§ Brief 1:
Which two Porsche models does the Porsche comparison piece name as the options?
§ Brief 2:
From the Porsche comparison piece, write out the passage that starts with the words containing "So. Your new" and ends with "sort of problem.".

§ Page extract:
========================================================================

You’re going to buy a Porsche. Maybe a little red one, like the little red Porsche model car I used to play with, with my grandmother, when I was a kid. There’s something about a little red model Porsche that sets off a spark in the brains of young gearheads, and something about a real little red Porsche that sets off a spark in the brains of older ones.
So. Your new Porsche: maybe an extra-frisky, extra track-ready and extra-exclusive one? With sounds and moves and classy looks fitting of a world-class sports machine? A real gentleman’s performance car. This sounds legit, yes?
You’ve got to choose one. Just one. Oh, the horror.
Two options come to mind: the 911 GT3 and the Cayman GTS. These two top-track-dog, go-fast rocket-coupes both came online in the recent past, and though they’re very different, they’re also very similar.
But you’ve got to choose one. Just one. Oh, the horror.
After being tasked with driving these two hot Porsches, done two ways, your writer offers up the following comparison of this pair of rides, in several scenarios, to help you decide on one – if you’re lucky enough to have this sort of problem.

========================================================================

§ Material supplied:

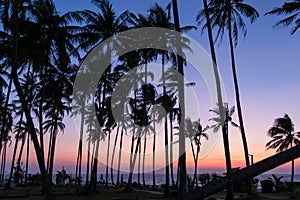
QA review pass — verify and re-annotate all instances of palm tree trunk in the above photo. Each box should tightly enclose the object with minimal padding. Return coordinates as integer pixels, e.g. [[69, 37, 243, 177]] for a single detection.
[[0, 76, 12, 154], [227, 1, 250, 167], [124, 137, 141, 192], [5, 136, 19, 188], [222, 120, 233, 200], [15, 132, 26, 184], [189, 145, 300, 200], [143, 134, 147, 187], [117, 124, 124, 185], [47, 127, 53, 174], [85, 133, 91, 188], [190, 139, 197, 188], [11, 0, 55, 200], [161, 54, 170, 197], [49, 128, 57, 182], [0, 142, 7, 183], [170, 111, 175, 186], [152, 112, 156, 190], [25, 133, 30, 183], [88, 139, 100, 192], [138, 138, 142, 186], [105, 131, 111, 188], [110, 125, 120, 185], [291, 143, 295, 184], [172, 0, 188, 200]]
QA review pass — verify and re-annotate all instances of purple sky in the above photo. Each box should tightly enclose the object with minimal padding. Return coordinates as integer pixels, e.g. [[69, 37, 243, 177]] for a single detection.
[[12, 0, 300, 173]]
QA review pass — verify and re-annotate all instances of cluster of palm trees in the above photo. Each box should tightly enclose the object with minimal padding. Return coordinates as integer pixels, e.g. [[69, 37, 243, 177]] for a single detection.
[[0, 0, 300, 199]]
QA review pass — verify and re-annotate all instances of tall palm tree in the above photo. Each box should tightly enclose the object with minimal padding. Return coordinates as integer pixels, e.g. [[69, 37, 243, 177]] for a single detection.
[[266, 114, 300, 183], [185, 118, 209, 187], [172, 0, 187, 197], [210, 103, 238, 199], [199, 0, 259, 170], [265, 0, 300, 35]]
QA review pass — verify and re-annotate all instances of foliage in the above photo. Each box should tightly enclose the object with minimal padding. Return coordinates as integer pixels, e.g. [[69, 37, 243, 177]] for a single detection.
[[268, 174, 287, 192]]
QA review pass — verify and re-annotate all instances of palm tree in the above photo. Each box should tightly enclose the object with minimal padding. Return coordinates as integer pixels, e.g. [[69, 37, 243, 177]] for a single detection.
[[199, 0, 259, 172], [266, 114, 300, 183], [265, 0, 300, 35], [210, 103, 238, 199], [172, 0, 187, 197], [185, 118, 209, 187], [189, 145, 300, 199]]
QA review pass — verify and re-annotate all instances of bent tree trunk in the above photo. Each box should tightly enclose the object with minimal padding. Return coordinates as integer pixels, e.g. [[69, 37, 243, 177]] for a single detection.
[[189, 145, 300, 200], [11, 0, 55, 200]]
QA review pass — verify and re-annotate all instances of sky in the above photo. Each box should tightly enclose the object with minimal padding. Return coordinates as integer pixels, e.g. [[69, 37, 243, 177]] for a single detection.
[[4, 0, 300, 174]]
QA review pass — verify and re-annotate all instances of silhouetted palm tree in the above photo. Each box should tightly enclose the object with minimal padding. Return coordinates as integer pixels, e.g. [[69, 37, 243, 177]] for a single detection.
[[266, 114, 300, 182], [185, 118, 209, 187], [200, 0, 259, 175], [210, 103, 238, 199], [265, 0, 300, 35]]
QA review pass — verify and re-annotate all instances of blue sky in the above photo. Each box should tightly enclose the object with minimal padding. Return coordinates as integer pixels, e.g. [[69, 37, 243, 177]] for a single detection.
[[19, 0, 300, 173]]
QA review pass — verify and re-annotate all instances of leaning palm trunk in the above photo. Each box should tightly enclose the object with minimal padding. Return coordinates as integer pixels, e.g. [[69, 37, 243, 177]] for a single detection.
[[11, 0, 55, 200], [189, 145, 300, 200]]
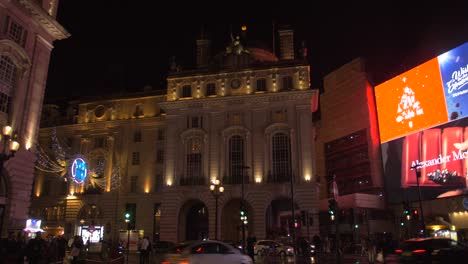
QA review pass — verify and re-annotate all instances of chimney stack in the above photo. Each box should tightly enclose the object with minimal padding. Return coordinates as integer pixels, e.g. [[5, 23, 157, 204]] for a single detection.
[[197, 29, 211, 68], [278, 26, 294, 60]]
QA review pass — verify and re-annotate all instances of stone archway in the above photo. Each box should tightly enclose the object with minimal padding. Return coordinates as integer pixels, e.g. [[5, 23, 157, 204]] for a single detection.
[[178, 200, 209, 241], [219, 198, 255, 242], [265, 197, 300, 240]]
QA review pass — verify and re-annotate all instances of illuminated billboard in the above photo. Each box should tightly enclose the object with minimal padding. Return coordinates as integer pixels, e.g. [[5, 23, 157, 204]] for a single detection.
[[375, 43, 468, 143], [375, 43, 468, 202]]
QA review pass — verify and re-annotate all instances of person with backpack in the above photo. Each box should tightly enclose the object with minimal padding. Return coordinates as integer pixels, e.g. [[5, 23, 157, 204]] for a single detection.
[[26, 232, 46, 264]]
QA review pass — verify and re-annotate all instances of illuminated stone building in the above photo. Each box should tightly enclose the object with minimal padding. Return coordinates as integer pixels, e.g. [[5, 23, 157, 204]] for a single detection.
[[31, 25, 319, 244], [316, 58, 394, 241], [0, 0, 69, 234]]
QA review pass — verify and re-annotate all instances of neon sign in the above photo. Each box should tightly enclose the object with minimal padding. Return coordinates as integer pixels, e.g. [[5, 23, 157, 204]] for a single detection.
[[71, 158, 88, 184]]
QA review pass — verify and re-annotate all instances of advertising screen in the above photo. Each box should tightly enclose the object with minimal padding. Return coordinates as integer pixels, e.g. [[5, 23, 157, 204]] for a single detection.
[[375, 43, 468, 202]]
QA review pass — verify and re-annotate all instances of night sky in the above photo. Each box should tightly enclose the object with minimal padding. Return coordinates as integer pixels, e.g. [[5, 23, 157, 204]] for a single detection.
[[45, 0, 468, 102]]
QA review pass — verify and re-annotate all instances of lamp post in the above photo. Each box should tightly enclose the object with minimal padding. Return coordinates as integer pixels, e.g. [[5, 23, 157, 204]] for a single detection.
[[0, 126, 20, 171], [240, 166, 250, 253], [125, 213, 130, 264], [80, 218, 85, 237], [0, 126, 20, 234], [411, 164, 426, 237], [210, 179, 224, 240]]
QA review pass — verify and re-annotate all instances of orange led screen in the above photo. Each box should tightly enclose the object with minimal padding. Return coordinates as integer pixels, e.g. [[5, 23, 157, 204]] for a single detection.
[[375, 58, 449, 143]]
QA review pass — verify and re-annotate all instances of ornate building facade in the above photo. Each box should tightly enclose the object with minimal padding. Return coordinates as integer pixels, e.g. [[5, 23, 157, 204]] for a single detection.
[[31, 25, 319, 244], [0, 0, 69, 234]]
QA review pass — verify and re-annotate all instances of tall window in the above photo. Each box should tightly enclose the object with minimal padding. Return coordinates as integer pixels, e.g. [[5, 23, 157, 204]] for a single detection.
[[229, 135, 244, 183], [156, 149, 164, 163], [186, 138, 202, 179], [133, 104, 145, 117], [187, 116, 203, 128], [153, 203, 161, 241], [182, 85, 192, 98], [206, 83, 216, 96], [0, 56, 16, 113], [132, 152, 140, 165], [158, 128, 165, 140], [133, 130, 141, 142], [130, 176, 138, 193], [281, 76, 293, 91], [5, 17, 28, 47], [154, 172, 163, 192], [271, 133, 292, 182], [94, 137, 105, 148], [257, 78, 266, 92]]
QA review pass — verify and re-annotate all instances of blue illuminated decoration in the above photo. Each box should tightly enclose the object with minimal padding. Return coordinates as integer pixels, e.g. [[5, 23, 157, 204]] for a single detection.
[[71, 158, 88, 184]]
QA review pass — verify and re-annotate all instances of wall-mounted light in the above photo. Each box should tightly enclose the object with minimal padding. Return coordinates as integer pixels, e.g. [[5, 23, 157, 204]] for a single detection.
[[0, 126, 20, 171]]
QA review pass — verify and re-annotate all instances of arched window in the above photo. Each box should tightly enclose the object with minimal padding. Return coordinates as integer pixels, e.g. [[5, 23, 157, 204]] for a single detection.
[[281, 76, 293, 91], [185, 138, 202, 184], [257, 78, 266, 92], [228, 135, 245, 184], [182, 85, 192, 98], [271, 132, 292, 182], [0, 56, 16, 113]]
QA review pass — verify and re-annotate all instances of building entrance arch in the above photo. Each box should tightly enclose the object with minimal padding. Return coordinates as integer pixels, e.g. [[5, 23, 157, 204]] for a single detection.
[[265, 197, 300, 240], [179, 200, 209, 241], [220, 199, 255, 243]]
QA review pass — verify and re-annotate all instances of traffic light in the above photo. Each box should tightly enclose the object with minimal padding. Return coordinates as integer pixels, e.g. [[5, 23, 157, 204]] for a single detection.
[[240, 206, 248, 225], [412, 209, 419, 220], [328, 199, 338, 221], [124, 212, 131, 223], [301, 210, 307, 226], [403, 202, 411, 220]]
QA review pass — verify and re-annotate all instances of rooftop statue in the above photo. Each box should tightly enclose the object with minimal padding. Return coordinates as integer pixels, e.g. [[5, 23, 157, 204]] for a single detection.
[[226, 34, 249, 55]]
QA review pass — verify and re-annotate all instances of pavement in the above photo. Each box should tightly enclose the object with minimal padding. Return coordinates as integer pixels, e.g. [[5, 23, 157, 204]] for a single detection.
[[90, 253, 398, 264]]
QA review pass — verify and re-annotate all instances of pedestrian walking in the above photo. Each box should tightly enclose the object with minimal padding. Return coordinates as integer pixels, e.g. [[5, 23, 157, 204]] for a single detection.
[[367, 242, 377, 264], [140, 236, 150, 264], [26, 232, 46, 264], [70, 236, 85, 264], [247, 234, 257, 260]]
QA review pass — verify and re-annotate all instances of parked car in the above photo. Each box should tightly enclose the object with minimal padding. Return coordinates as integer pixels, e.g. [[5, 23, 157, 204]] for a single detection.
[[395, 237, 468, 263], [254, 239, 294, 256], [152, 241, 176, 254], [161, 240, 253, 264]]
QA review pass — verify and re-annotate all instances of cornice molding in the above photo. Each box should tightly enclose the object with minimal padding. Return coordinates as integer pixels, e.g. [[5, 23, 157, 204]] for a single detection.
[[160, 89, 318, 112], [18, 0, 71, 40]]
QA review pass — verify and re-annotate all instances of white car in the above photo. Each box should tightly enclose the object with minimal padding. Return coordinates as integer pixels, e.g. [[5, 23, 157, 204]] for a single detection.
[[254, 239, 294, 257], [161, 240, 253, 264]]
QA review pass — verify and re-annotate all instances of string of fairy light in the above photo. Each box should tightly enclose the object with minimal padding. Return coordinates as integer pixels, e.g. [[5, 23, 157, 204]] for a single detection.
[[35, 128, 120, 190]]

========================================================================

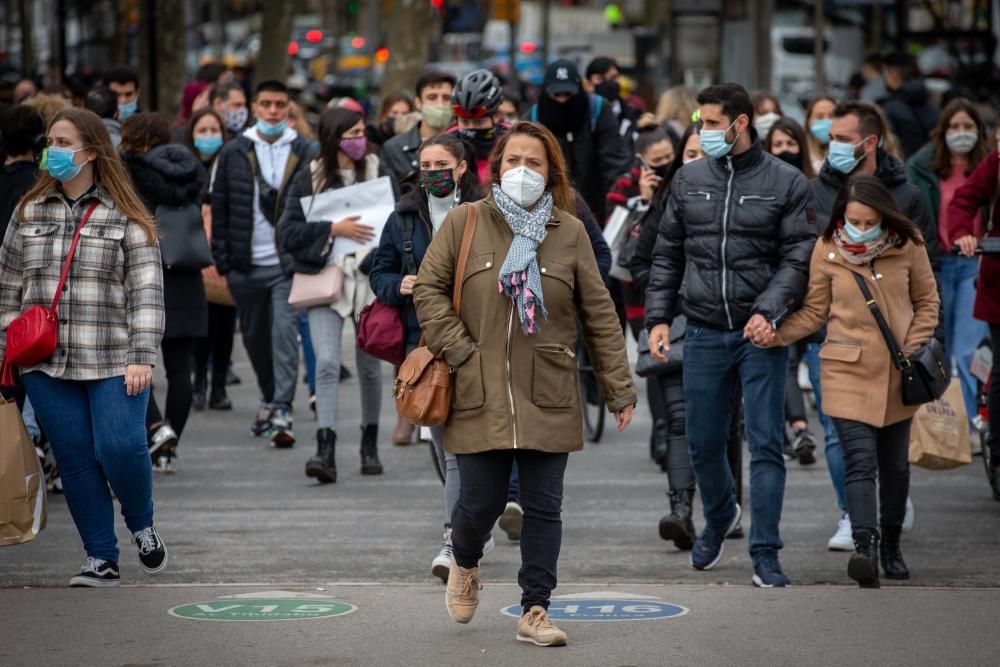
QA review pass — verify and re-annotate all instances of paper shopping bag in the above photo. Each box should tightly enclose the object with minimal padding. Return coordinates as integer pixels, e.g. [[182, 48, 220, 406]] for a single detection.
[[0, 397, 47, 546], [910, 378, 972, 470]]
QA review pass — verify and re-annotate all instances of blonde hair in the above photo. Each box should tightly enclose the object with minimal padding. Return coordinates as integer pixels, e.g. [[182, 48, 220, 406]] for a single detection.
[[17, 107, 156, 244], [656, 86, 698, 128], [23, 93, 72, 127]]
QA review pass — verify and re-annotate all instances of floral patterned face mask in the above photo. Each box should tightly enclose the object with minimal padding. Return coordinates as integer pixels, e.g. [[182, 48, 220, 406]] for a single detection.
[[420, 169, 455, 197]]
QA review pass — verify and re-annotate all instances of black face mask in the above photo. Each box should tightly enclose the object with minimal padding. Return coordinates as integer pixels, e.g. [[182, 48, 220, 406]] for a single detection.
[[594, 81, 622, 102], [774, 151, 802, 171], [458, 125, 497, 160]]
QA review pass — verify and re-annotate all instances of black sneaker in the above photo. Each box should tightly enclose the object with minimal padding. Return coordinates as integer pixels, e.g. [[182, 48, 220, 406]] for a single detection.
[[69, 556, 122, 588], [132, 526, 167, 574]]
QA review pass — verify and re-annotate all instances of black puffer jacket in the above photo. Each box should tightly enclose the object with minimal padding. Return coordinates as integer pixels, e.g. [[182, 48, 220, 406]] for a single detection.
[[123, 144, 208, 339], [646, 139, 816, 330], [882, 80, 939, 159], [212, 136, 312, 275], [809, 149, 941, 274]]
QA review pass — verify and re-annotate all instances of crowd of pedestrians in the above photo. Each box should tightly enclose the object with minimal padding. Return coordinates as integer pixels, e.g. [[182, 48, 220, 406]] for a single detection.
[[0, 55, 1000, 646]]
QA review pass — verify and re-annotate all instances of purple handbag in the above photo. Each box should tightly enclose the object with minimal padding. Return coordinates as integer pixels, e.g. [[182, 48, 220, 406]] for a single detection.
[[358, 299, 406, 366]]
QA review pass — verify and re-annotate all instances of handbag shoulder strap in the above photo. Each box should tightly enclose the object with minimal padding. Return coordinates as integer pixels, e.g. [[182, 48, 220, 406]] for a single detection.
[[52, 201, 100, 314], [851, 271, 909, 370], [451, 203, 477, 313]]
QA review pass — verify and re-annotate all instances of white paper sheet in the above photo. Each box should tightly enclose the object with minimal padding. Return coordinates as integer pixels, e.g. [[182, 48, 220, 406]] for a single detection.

========================================================================

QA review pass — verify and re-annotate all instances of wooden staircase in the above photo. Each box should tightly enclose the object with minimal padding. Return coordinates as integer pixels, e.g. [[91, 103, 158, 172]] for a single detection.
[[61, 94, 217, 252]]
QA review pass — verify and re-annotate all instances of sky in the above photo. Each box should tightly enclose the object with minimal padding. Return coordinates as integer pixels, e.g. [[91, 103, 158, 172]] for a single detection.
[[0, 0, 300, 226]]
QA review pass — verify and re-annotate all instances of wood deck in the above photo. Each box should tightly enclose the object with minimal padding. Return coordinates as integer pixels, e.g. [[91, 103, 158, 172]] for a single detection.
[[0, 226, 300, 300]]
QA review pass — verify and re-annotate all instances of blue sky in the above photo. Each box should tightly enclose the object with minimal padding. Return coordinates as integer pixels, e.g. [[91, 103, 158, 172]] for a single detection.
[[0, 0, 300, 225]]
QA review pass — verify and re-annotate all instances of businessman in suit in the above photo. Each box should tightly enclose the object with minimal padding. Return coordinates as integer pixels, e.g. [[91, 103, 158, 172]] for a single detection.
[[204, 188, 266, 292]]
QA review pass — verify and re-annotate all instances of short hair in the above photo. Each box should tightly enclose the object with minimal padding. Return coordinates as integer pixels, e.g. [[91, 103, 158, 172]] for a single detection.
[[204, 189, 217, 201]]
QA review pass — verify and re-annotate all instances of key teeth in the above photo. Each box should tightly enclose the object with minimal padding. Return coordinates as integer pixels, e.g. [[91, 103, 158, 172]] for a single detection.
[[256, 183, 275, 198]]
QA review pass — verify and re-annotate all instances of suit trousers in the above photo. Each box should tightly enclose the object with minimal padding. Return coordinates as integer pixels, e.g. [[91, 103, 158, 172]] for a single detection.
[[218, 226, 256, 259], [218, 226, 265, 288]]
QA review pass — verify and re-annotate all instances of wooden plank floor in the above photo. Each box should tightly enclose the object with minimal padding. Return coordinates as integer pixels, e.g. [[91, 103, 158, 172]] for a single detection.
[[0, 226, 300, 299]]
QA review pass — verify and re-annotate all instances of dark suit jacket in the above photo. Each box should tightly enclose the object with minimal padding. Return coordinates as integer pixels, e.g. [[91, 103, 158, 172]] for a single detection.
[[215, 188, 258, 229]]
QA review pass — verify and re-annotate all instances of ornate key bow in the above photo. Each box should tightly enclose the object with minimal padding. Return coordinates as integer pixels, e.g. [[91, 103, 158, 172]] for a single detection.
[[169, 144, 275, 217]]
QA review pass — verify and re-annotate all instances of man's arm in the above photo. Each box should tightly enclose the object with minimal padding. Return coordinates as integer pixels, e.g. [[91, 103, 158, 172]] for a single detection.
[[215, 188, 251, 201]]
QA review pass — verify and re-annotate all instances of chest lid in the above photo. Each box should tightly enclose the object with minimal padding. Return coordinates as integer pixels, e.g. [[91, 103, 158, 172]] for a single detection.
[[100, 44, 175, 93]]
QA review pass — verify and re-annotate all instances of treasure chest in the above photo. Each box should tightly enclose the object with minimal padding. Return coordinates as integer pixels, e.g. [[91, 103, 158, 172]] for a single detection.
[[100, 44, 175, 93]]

========================================================================

§ Final answer 1:
The 911 GT3 and the Cayman GTS.

§ Final answer 2:
So. Your new Porsche: maybe an extra-frisky, extra track-ready and extra-exclusive one? With sounds and moves and classy looks fitting of a world-class sports machine? A real gentleman’s performance car. This sounds legit, yes?
You’ve got to choose one. Just one. Oh, the horror.
Two options come to mind: the 911 GT3 and the Cayman GTS. These two top-track-dog, go-fast rocket-coupes both came online in the recent past, and though they’re very different, they’re also very similar.
But you’ve got to choose one. Just one. Oh, the horror.
After being tasked with driving these two hot Porsches, done two ways, your writer offers up the following comparison of this pair of rides, in several scenarios, to help you decide on one – if you’re lucky enough to have this sort of problem.